_Page excerpt_

***

Alexander Borst
Alexander Borst (born August 18, 1957 in Bad Neustadt an der Saale) is a German neurobiologist. He is director at the Max Planck Institute of Neurobiology and head of the department Circuits - Computation - Models.
Alexander Borst studied biology at the University of Würzburg, where he obtained his PhD as a member of Martin Heisenberg's group. He worked as a post-doctoral researcher at the Max Planck Institute for Biological Cybernetics in Tübingen. Afterwards, he led an Independent Junior Research Group at the Friedrich-Miescher-Laboratory of the Max Planck Society. He was professor the University of California, Berkeley. In 2001, he was appointed director at the Max Planck Institute of Neurobiology.
Alexander Borst is member of the German Academy of Sciences Leopoldina, the Bavarian Academy of Sciences and Humanities and the European Molecular Biology Organization (EMBO). Among others, he received the Research Award of the Federation of European Neuroscience Societies (FENS) 2014 and the Valentino Braitenberg Award for Computational Neuroscience 2014.
Scientific focus
Alexander Borst's scientific research is focused on the foundations of information processing and neural circuits in the fly brain. Alexander Borst's work led to a number of scientific findings. Among these were the discoveries that
- a specific structure of the insect brain, the mushroom body, plays an important role in the olfactory learning of flies.[1]
- voltage sensitive ion channels lead to a frequency-dependent amplification of synaptic signals in motion-sensitive neurons. (Haag & Borst, Nature 1996)
- the direction of visually perceived movement is calculated following the so-called Reichardt-Model. (Single & Borst, Science 1998)
- the fly brain splits up visual information into ON and OFF-channels, similar to bipolar cells in the retina of vertebrate eyes. (Jösch, Schnell, Raghu, Reiff & Borst, Nature 2010)

***

_What the task requires_
Would you copy out the entire Alexander Borst biography above, word for word?

(Point localization data)
***

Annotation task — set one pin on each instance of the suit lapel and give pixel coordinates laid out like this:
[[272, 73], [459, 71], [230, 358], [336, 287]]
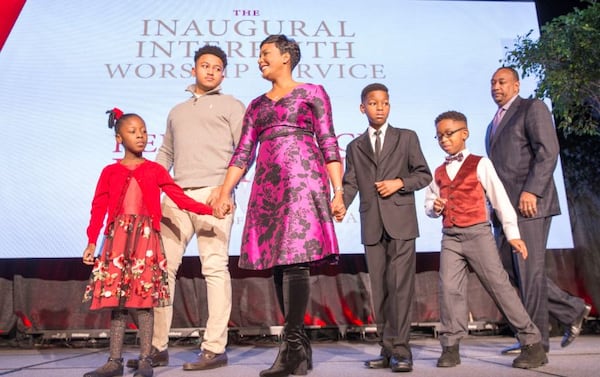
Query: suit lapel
[[391, 139]]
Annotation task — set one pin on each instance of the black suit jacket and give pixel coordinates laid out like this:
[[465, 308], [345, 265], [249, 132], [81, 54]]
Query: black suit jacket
[[401, 157], [524, 151]]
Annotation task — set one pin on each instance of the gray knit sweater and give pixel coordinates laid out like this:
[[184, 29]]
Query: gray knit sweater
[[200, 138]]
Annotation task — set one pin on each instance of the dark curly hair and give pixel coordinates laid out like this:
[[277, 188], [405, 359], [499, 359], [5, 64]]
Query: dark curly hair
[[285, 44], [452, 115]]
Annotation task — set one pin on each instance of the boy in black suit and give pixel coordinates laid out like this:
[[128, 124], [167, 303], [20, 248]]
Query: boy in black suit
[[386, 166]]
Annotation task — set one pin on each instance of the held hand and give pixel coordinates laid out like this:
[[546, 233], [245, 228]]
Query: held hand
[[519, 246], [528, 204], [338, 208], [214, 195], [222, 206], [439, 204], [88, 254], [389, 187]]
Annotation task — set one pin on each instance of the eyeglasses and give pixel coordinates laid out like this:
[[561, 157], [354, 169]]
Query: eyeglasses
[[448, 134]]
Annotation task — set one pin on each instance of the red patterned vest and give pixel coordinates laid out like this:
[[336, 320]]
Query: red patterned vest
[[466, 203]]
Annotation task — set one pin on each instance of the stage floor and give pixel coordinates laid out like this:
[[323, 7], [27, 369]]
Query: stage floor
[[480, 357]]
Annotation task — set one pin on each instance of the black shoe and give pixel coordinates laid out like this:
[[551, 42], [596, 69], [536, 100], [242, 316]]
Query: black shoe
[[450, 357], [575, 329], [380, 362], [513, 349], [144, 368], [401, 364], [157, 359], [532, 356], [207, 360], [112, 368]]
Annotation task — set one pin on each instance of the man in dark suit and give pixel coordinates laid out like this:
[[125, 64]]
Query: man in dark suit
[[386, 166], [522, 144]]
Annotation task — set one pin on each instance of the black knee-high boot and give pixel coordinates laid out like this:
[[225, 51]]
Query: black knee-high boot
[[278, 280], [294, 350]]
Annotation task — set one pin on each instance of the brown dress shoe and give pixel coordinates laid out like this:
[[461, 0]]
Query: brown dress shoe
[[575, 329], [207, 360], [532, 356]]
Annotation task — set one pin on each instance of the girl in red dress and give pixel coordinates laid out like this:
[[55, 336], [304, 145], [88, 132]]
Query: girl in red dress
[[130, 271]]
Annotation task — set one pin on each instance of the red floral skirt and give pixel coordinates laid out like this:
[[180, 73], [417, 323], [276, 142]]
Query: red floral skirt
[[131, 269]]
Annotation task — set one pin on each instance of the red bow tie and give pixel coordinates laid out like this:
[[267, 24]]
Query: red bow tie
[[457, 157]]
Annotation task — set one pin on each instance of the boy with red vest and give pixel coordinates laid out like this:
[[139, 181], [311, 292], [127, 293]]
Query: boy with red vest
[[459, 192]]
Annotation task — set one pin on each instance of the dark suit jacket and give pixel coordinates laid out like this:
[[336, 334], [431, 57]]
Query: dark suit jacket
[[524, 152], [401, 157]]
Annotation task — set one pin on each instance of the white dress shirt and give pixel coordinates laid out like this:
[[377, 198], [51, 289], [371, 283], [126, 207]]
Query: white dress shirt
[[494, 192]]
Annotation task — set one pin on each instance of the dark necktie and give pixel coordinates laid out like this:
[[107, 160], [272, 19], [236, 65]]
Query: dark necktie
[[457, 157], [496, 121], [377, 144]]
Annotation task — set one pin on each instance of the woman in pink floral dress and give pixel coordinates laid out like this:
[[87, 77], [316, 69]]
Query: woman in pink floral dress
[[130, 272], [289, 221]]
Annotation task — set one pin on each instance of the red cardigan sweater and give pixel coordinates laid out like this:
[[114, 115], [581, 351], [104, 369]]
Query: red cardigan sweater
[[152, 178]]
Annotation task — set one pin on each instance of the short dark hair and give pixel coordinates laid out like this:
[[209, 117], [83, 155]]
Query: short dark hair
[[212, 50], [452, 115], [371, 88], [285, 44], [512, 70]]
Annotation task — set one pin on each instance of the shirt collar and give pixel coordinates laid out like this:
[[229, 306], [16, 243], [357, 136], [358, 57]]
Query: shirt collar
[[382, 129]]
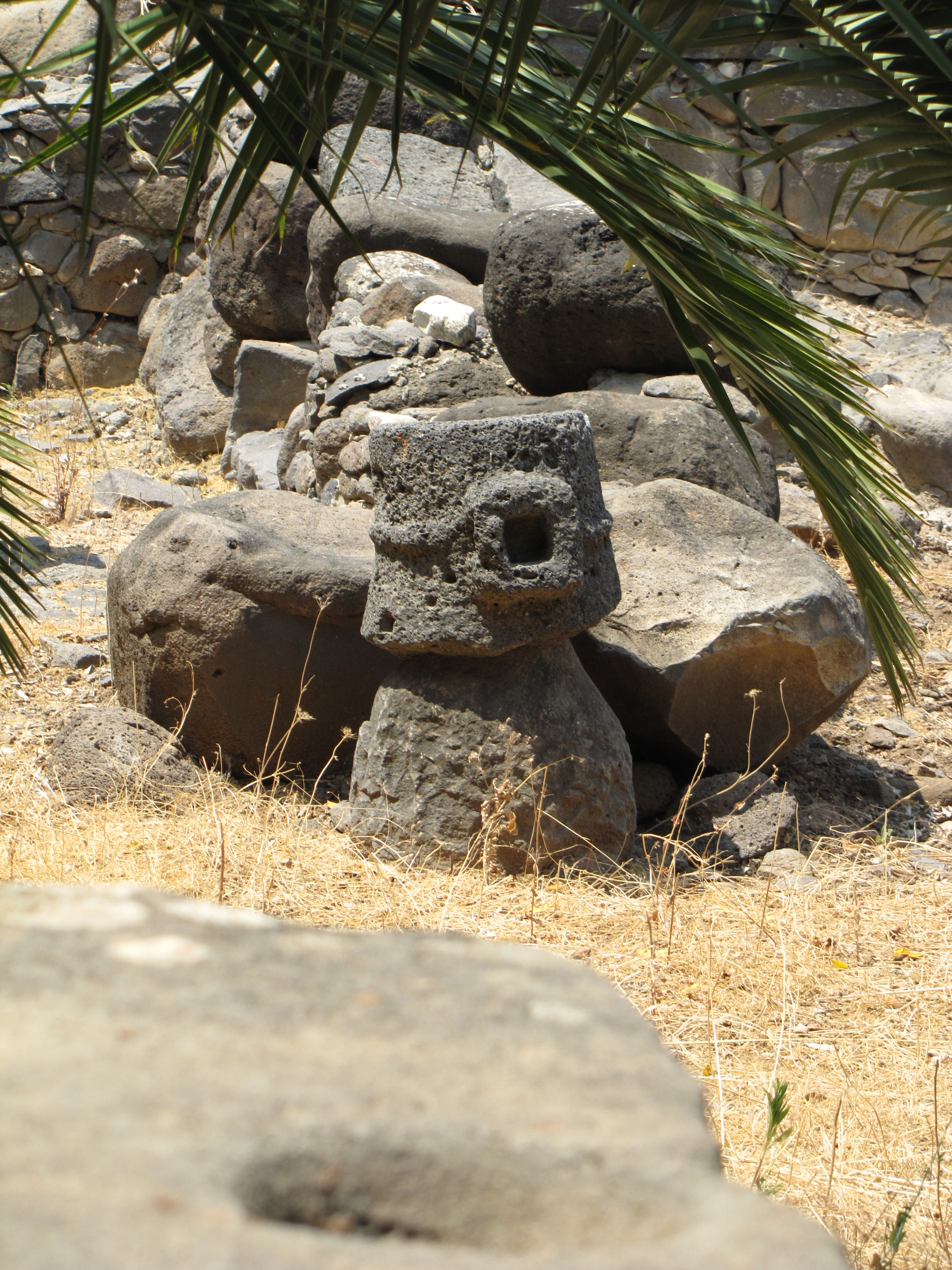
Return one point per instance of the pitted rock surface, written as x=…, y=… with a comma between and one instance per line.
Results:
x=456, y=238
x=446, y=732
x=108, y=754
x=488, y=535
x=640, y=439
x=561, y=305
x=504, y=1105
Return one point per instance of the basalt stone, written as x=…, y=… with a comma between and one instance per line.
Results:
x=258, y=276
x=110, y=754
x=720, y=602
x=459, y=239
x=446, y=733
x=247, y=609
x=201, y=1085
x=488, y=535
x=561, y=305
x=642, y=439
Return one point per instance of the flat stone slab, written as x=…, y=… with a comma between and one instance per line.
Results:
x=119, y=487
x=192, y=1085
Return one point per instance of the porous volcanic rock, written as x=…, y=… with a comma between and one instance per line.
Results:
x=107, y=360
x=561, y=306
x=194, y=407
x=732, y=820
x=430, y=172
x=719, y=601
x=260, y=290
x=453, y=237
x=108, y=754
x=488, y=535
x=233, y=604
x=399, y=1082
x=106, y=281
x=642, y=439
x=447, y=732
x=271, y=381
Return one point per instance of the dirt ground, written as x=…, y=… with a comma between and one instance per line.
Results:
x=834, y=981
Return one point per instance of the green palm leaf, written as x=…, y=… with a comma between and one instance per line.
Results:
x=20, y=558
x=708, y=250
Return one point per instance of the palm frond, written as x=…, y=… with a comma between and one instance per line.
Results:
x=708, y=249
x=20, y=558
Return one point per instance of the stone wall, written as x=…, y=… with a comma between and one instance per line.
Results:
x=107, y=303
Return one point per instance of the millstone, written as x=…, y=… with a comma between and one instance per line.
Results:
x=488, y=534
x=518, y=756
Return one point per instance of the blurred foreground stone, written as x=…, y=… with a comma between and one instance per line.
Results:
x=190, y=1085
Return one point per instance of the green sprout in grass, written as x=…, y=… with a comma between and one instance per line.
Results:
x=775, y=1136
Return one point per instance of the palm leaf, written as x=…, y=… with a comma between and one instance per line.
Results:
x=20, y=558
x=708, y=250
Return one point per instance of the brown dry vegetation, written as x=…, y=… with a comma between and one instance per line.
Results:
x=839, y=990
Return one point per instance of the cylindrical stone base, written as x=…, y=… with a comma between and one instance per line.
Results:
x=515, y=756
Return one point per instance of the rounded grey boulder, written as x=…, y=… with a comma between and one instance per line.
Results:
x=560, y=304
x=517, y=755
x=719, y=604
x=243, y=612
x=108, y=754
x=488, y=535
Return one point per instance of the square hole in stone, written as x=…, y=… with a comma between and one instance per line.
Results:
x=527, y=539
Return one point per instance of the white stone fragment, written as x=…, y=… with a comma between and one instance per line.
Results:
x=446, y=320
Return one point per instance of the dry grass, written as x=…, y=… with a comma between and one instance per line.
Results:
x=842, y=992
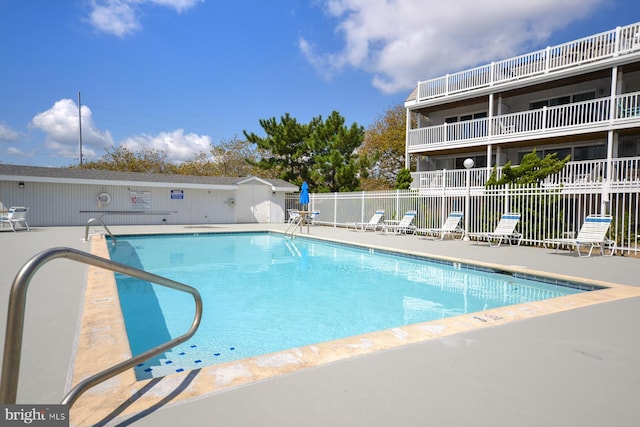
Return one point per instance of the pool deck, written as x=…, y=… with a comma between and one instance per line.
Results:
x=577, y=365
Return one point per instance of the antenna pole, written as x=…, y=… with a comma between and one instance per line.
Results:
x=80, y=127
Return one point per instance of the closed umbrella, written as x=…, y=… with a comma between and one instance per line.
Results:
x=304, y=195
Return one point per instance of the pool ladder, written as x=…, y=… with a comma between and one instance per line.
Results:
x=291, y=229
x=15, y=321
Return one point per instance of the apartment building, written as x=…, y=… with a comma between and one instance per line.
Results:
x=580, y=98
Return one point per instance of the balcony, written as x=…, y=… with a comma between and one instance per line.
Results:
x=569, y=119
x=589, y=50
x=586, y=176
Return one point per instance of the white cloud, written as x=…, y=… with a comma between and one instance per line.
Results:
x=7, y=134
x=177, y=145
x=61, y=126
x=122, y=17
x=403, y=41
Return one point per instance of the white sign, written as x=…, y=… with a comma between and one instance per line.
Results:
x=140, y=199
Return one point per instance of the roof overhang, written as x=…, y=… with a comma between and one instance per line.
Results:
x=122, y=183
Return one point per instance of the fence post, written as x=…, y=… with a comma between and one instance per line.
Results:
x=335, y=210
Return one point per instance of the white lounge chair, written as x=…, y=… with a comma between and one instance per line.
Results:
x=374, y=223
x=505, y=230
x=16, y=215
x=403, y=226
x=450, y=227
x=593, y=233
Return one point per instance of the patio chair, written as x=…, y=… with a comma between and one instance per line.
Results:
x=374, y=223
x=312, y=216
x=592, y=234
x=450, y=227
x=16, y=215
x=505, y=230
x=403, y=226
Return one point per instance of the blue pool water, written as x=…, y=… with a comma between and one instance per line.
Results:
x=264, y=293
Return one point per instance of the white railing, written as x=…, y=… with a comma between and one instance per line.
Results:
x=624, y=172
x=597, y=47
x=543, y=121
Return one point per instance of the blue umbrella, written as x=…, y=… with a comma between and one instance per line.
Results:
x=304, y=194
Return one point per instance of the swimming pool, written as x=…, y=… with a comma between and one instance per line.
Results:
x=264, y=293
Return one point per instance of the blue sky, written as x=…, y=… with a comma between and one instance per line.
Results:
x=180, y=75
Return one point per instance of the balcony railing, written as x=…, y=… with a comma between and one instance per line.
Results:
x=624, y=172
x=546, y=120
x=598, y=47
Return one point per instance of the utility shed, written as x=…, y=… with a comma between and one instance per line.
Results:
x=70, y=196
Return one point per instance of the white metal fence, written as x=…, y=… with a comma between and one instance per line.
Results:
x=547, y=211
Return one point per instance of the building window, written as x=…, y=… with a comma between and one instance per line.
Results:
x=563, y=100
x=629, y=147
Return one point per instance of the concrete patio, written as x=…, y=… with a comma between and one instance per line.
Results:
x=576, y=367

***

_Expected answer_
Alexander Borst
Alexander Borst (born August 18, 1957 in Bad Neustadt an der Saale) is a German neurobiologist. He is director at the Max Planck Institute of Neurobiology and head of the department Circuits - Computation - Models.
Alexander Borst studied biology at the University of Würzburg, where he obtained his PhD as a member of Martin Heisenberg's group. He worked as a post-doctoral researcher at the Max Planck Institute for Biological Cybernetics in Tübingen. Afterwards, he led an Independent Junior Research Group at the Friedrich-Miescher-Laboratory of the Max Planck Society. He was professor the University of California, Berkeley. In 2001, he was appointed director at the Max Planck Institute of Neurobiology.
Alexander Borst is member of the German Academy of Sciences Leopoldina, the Bavarian Academy of Sciences and Humanities and the European Molecular Biology Organization (EMBO). Among others, he received the Research Award of the Federation of European Neuroscience Societies (FENS) 2014 and the Valentino Braitenberg Award for Computational Neuroscience 2014.
Scientific focus
Alexander Borst's scientific research is focused on the foundations of information processing and neural circuits in the fly brain. Alexander Borst's work led to a number of scientific findings. Among these were the discoveries that
- a specific structure of the insect brain, the mushroom body, plays an important role in the olfactory learning of flies.[1]
- voltage sensitive ion channels lead to a frequency-dependent amplification of synaptic signals in motion-sensitive neurons. (Haag & Borst, Nature 1996)
- the direction of visually perceived movement is calculated following the so-called Reichardt-Model. (Single & Borst, Science 1998)
- the fly brain splits up visual information into ON and OFF-channels, similar to bipolar cells in the retina of vertebrate eyes. (Jösch, Schnell, Raghu, Reiff & Borst, Nature 2010)